Still, we can’t always keep our commitments, often due to unexpected circumstances. But we can still “honour” them by mitigating the impact on others when we can’t meet them. This is crucial to building powerful, ongoing relationships as well as a good reputation.

Yet many organizations fail miserably when it comes to commitment management. 

Many of my clients talk a lot about “project management,” but get lost in the details of techniques and lose sight of the underlying goal: making and managing realistic commitments. When they can’t deliver what they promised, they’re not good at restoring the relationship with the client.

And very often, they address commitment management only with organizational processes and procedures rather than by changing individual attitudes. This hurts the performance of both individuals and the organization.

So why is commitment management the foundation of performance? 

First, good commitment management reduces time wasted on correcting mistakes and redoing work that should have been done right in the first place. Misunderstanding requirements or rushing because plans were inadequate always leads to very expensive do-overs.

Second, executives whose organizations practise good commitment management spend less time second-guessing themselves or their organization. 

For example, one of my clients built IT systems for McDonald’s. After I worked with them to develop their commitment management processes, they won industry-wide recognition for their development process.

* _Exercise details_
Please extend the passage on commitment management, picking up right after its final sentence. None of the material is needed for this.

* _Provided data_
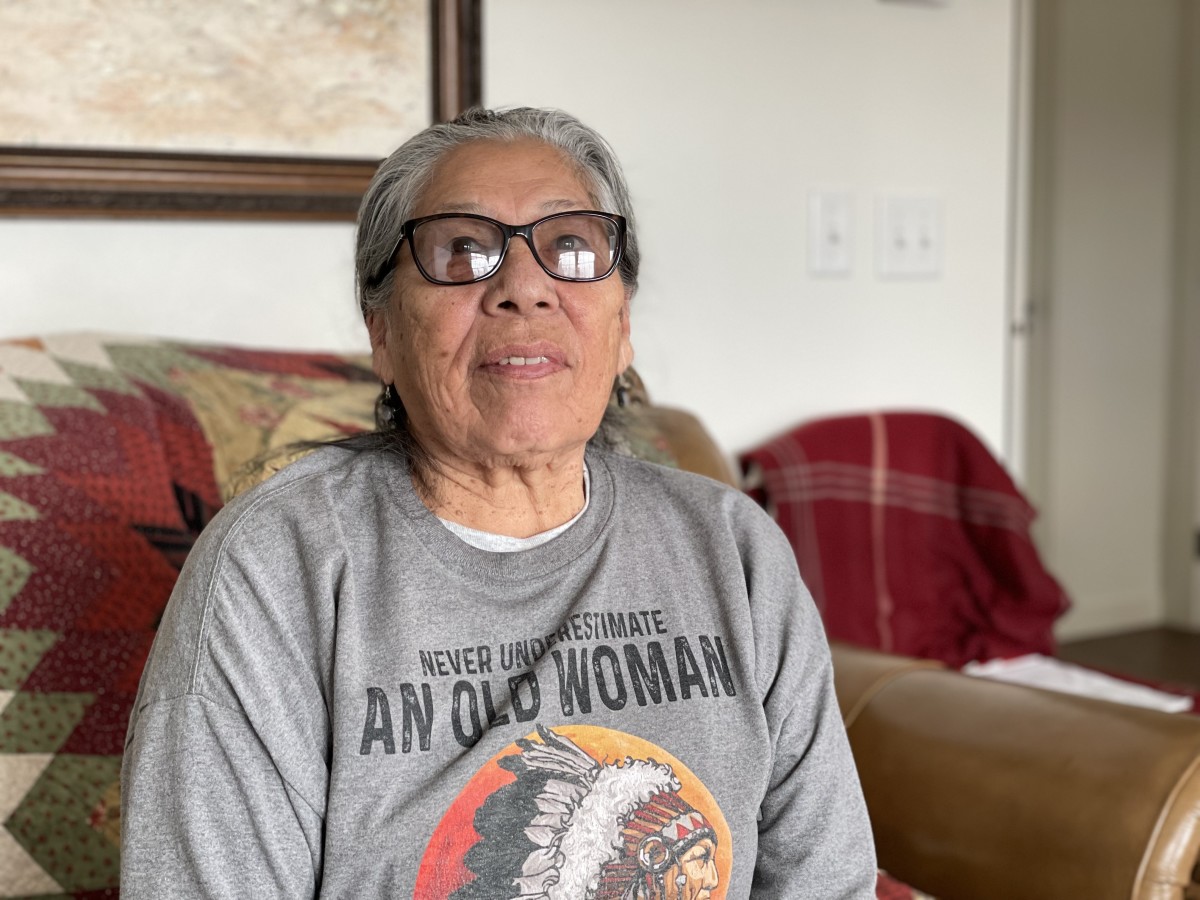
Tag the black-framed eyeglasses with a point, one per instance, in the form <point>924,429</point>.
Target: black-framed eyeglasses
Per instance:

* _Result_
When I asked the partner-in-charge how his job had changed along the way, he said:

“Before, when my people created a proposal for new work, I had to grill them on the numbers, the requirements, the plan, et cetera. I couldn’t trust them to make a trustworthy proposal. Now, we have processes that produce a believable plan. I simply ask our quality assurance guy, ‘Did they follow our commitment process?’ If he says yes, I just look at the numbers and make a business decision. I can trust what my people give me now.”

Third, “cleaning up the mess” when an organization misses its commitment provides incentives to make improvements. 

Cleaning up involves mitigating the impact on the client of your failure to deliver as promised. For example: “We know you scheduled testers for March, who will now be idle until May, when they’re scheduled elsewhere. Can we loan you our testers for May?” 

Mitigating the impact lets the client know you’re interested in their outcomes, not just your own. It also motivates you to not repeat the same mistake in the future.

Over time, organizational commitment management increases the capacity to perform by building trust, self-calibration and improvement.